TO DO: Only the lines from the one with "hair, one line per instance." through the last belong in the output; print them exactly as given below.

(Point-per-instance localization data)
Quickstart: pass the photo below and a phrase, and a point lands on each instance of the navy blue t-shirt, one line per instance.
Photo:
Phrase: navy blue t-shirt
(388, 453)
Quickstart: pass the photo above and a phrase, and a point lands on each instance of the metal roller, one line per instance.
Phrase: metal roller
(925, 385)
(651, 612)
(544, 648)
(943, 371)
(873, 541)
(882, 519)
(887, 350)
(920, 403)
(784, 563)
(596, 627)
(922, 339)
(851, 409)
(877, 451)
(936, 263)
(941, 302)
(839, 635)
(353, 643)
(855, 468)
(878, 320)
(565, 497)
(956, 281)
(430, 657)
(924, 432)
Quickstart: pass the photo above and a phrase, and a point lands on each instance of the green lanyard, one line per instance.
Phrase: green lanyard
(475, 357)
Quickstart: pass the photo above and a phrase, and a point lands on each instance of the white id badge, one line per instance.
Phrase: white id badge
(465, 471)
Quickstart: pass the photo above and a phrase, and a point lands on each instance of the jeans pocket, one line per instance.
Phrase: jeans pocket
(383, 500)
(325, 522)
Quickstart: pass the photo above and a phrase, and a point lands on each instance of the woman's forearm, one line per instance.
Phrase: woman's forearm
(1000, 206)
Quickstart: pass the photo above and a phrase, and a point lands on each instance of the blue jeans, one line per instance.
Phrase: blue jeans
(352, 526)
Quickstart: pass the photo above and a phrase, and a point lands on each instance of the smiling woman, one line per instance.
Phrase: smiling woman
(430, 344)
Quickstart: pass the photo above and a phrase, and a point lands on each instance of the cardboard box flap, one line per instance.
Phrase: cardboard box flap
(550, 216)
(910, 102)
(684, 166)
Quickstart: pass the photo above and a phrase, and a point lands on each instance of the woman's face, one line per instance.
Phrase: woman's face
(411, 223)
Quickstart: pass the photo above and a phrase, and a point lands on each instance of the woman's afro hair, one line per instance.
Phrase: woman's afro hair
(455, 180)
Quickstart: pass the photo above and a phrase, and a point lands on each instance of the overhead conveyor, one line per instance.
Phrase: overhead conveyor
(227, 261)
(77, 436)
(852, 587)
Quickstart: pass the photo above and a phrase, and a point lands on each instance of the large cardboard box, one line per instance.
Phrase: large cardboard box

TASK SOLUTION:
Quickstart: pass the photo above and a phrase, and a point lands on each instance of the woman's afro hair, one line per instance.
Phrase: woman's afro hair
(455, 180)
Quickstart: pass the photo above and a phrase, and a point lands on each instance of the overhead conveyor, one line per instance.
Phrase: overhead conveyor
(227, 261)
(77, 436)
(852, 587)
Quickstart: pass the photo above and a phrase, and a point lands on each instance of the large cardboard box, one line per instance.
Phrase: large cardboard box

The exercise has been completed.